### Complete the following
A – Which boat names in the passage on the Dendera boats begin with the word "Who"?
B – In the passage on the Dendera boats, what did the writer use to outline each boat on the second sheet?
**** Passage to read
From The Ancient Egyptian Daybook:

Boats for Osiris and his companion deities were floated on the Dendera sacred lake on IV Akhet 18. There were 34 boats total:

  1. Osiris
  2. Isis
  3. Nephthys
  4. Horus
  5. Thoth
  6. Imsety
  7. Hapy (one of the sons of Horus)
  8. Duamutef
  9. Qebshenuef
  10. The Capturer
  11. Who Acts Violently
  12. Horus Who Beholds his Father
  13. Who Creates His Own Name
  14. Who Is in His Lifetime
  15. Horus, Beautiful of Front (Face/Front Side)
  16. Their Thrones
  17. Maker of Boundaries
  18. Khonsu the Construstor
  19. The Divine Falcon over His Arm
  20. The Terrifying One
  21. Sia
  22. Who Creates Himself
  23. In Front of Two
  24. She Who is Great in Age
  25. The Two Runners
  26. Name Lost
  27. Name Lost
  28. Name Lost
  29. Name Lost
  30. Who Doesn’t Give His Flame
  31. The Two Red-Eyed Ones
  32. Foremost of the House of the Red Garment
  33. The Lion of the Night Who Brought Him Low
  34. The Destroyer

That was a lot of gods and while the idea of origami was palatable, I could also admit that it was completely out. I’m not good with paper folding as I’ve tried repeatedly and it doesn’t work out ever. I don’t know how people with magic fingers can make things out of paper, but I do not have magic fingers and my paper folding tends to end up in a crumpled up ball of frustration at my feet.

Two days out, I threw up my hands and figured I would decide what to do on the day in question. Something would pop in my head and either it would work out, or it wouldn’t.

I lit all of my candles and then sat down in the living room to make the boats.

It may seem ridiculous to take out a piece of white paper and just draw 34 boats on it, but sometimes that’s about as much energy and pizzazz as you can do. I actually ended up with two copies.

The first one, I tried to be very precise with my boats, keeping them evenly spaced and about 1″ long. I found it irritating and stupid, so I free handed the second sheet. I outlined each little boat in black sharpie so it could be seen clearly from far away.
********
**** Information provided
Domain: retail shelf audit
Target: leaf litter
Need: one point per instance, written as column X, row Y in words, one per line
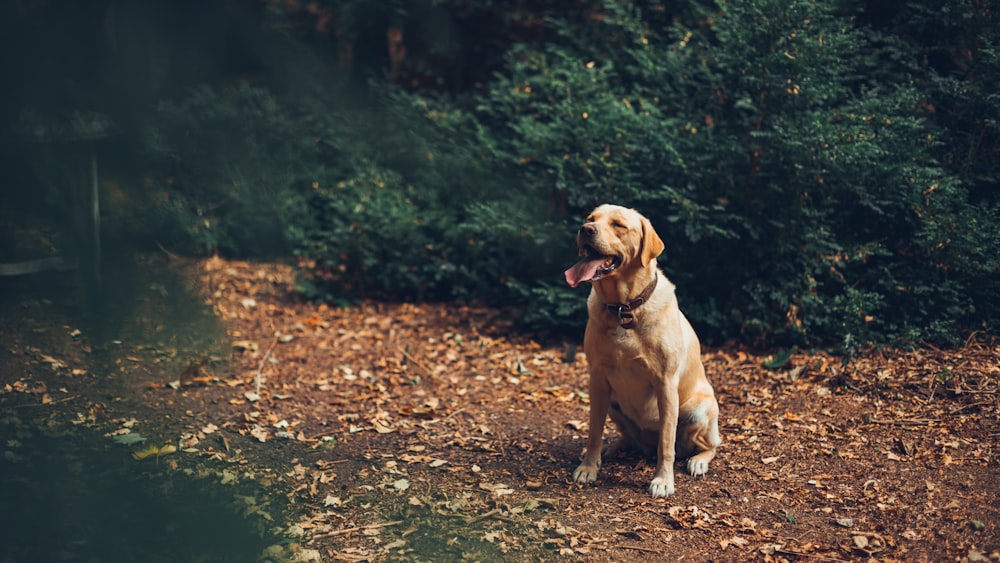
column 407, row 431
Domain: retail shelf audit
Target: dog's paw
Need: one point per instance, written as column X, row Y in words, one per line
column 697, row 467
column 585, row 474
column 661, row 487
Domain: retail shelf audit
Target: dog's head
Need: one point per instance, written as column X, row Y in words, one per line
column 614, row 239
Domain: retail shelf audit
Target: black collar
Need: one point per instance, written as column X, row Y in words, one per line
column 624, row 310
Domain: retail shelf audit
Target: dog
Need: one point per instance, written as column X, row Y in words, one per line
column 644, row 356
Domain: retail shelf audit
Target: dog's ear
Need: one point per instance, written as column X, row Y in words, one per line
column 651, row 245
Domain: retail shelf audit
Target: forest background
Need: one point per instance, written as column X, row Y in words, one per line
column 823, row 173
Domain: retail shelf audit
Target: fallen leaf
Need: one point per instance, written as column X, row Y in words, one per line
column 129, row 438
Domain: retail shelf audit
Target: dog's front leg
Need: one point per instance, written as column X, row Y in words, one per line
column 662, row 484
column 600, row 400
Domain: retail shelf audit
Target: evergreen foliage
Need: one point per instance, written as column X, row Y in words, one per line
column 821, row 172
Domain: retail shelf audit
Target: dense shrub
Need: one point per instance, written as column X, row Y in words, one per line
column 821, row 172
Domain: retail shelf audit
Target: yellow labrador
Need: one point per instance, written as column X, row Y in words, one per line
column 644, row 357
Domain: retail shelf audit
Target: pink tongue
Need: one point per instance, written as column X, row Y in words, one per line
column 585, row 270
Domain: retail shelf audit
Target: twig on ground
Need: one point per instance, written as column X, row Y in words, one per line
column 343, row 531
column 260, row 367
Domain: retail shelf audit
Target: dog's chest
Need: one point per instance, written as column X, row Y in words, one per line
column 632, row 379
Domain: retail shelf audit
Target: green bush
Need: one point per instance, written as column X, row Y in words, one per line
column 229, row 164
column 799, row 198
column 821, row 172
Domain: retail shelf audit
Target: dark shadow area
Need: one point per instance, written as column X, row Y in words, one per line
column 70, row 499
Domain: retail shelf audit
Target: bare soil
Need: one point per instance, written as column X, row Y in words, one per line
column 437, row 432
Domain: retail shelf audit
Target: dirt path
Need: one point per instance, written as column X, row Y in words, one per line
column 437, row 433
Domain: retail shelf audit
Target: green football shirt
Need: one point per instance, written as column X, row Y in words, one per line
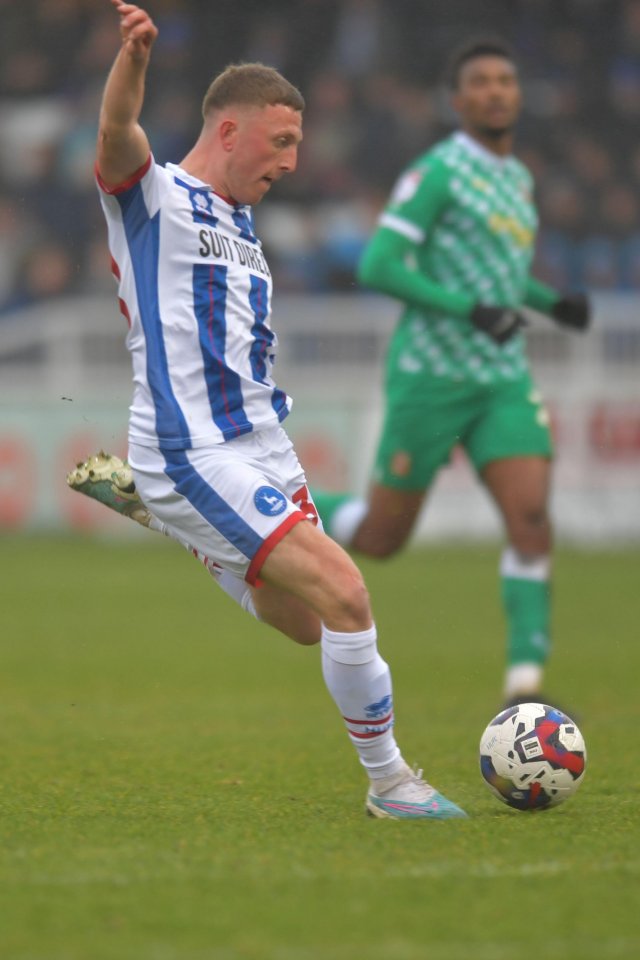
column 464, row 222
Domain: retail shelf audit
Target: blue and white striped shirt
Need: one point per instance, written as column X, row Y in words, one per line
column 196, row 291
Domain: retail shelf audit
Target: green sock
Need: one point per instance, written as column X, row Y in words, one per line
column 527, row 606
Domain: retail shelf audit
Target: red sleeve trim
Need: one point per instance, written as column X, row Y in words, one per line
********
### Task-by-task outputs
A –
Who Acts Violently
Who Creates His Own Name
Who Is in His Lifetime
Who Creates Himself
Who Doesn’t Give His Flame

B – A black sharpie.